#### To be done
Print the listing below in its entirety, character for character.

-- Begin --

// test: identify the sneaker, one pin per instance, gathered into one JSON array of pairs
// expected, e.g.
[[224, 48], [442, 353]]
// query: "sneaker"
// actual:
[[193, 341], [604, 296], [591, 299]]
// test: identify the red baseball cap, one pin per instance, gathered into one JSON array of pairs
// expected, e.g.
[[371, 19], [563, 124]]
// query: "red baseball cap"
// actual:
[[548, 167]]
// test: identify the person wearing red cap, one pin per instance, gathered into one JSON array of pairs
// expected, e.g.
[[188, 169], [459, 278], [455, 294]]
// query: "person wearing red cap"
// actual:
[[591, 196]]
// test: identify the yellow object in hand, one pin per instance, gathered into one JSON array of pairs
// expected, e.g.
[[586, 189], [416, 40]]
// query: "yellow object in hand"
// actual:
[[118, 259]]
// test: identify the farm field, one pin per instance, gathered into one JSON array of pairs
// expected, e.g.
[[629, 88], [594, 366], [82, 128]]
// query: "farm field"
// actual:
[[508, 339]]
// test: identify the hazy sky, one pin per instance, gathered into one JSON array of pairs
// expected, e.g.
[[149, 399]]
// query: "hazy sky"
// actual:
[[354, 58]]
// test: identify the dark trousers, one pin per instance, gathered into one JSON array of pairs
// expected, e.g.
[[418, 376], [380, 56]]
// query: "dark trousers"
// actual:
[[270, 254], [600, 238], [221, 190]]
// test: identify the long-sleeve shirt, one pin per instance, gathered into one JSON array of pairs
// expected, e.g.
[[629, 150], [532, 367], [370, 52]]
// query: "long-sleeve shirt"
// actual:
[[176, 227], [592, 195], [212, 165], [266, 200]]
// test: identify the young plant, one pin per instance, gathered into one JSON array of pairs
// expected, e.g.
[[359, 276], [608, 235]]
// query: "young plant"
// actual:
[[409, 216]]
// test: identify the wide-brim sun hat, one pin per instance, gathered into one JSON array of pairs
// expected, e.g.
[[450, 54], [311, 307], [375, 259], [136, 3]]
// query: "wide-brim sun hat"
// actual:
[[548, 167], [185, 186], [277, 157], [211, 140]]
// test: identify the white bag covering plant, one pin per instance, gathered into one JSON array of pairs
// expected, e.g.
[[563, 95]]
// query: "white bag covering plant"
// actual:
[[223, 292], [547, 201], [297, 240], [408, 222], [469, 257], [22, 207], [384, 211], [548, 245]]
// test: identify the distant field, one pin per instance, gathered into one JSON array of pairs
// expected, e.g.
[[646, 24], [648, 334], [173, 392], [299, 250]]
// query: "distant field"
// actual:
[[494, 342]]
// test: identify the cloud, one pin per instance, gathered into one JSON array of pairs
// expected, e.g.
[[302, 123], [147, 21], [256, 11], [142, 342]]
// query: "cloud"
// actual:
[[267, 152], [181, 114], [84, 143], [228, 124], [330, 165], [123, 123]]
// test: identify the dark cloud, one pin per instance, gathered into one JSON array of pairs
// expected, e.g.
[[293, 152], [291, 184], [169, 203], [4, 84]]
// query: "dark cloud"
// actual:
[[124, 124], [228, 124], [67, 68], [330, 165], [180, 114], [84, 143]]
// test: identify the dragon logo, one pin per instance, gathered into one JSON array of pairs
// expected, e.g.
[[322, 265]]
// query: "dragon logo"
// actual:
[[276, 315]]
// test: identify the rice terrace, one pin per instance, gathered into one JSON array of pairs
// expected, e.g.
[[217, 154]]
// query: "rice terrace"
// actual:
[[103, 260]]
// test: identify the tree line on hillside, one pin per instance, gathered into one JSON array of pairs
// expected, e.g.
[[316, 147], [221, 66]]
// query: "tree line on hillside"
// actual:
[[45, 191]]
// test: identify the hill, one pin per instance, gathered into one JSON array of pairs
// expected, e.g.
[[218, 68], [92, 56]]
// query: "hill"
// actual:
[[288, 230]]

-- End --

#### Reply to the task
// test: identify the sneaker, one pin per instance, gathered into one JSON array of pairs
// expected, e.g.
[[224, 48], [442, 353]]
// query: "sneaker"
// actual:
[[193, 341], [604, 296], [591, 299]]
// test: identify the red baseball cap, one pin per instance, gathered into one JSON array of pairs
// expected, e.g.
[[371, 19], [563, 124]]
// query: "red baseball cap"
// actual:
[[548, 167]]
// test: identify the person wearing red cap, one pin per instance, gathered into one JSON array of pairs
// expected, e.g.
[[188, 169], [459, 278], [455, 294]]
// query: "person wearing red cap"
// actual:
[[591, 196]]
// test: identify the yellow object in hand, one pin per instance, gathered into one JSON array of pairs
// expected, e.g.
[[586, 189], [416, 40]]
// query: "yellow object in hand"
// actual:
[[118, 259]]
// test: identify the farm field, one pin per instance, gathered into one JSON array of pairs
// expected, e.g.
[[629, 88], [594, 366], [82, 128]]
// query: "farm field"
// actual:
[[508, 339]]
// test: identify the hazy sky, one pin per instance, gathered into one JSON array of pairs
// expected, e.g.
[[149, 399]]
// query: "hazy sky"
// actual:
[[354, 58]]
// test: identify the dark trousers, one pin per instance, gathered into one JSON array of pairs
// expected, e.g.
[[418, 376], [380, 56]]
// query: "dark trousers"
// actual:
[[270, 254], [600, 238], [221, 190]]
// test: identify the long-sleeve shirt, one pin per instance, gathered into one JSON array of pairs
// expected, e.g.
[[629, 150], [532, 367], [370, 52]]
// query: "long-sleeve shirt"
// actual:
[[176, 227], [592, 195], [212, 165], [266, 200]]
// test: identify the young plant, one pin per instance, gathered into one JSON array of pairs
// expected, e.g.
[[359, 276], [608, 235]]
// query: "young plant"
// actual:
[[409, 216]]
// test: identify the wide-brim sun hat, one pin per instance, gathered into one JSON array of pairs
// expected, e.g.
[[450, 54], [311, 307], [375, 259], [136, 3]]
// query: "wide-brim sun hat"
// actual:
[[548, 167], [185, 186], [277, 157], [211, 140]]
// test: identify the white bag covering plant, one pin per instance, gathered into one JSON array of pairs
// expected, e.g.
[[563, 95]]
// query: "white bag covering plant"
// actual:
[[223, 292], [547, 201], [297, 240], [408, 222], [469, 257], [22, 207], [384, 211], [548, 245]]
// test: identify the distant field, one pin per instance, gathered into one JSON array of pairs
// expected, e.g.
[[646, 24], [648, 334], [173, 392], [299, 250]]
// query: "distant field"
// actual:
[[494, 342]]
// test: identify the cloud, one pin per instance, gathered into one JSON array of pairs
// expected, e.g.
[[302, 123], [147, 21], [256, 11], [142, 342]]
// query: "cloud"
// actual:
[[267, 152], [181, 114], [84, 143], [228, 124], [330, 165], [123, 123]]
// test: identify the dark cloud, one pin per instance, gathered into one JSON array of pairs
// expected, e.g.
[[293, 152], [291, 184], [169, 203], [4, 84]]
// query: "dark cloud"
// actual:
[[124, 124], [228, 124], [67, 68], [330, 165], [180, 114], [84, 143]]
// test: identify the dragon logo, one pin per instance, gathered into one JSON array of pairs
// expected, e.g.
[[322, 265]]
// query: "dragon logo"
// actual:
[[276, 315]]
// test: identify the rice terrace, one pin per instance, gathered into one JSON array of pairs
// expected, e.g.
[[217, 154]]
// query: "rice terrace"
// actual:
[[103, 260]]
// test: identify the tree line on hillside, one pin per instance, gathered into one JSON array of pairs
// expected, e.g.
[[316, 147], [221, 66]]
// query: "tree line on hillside"
// actual:
[[45, 191]]
// test: identify the hill, one pin per instance, gathered into one JSON array of pairs
// expected, e.g.
[[218, 68], [92, 56]]
// query: "hill"
// actual:
[[288, 230]]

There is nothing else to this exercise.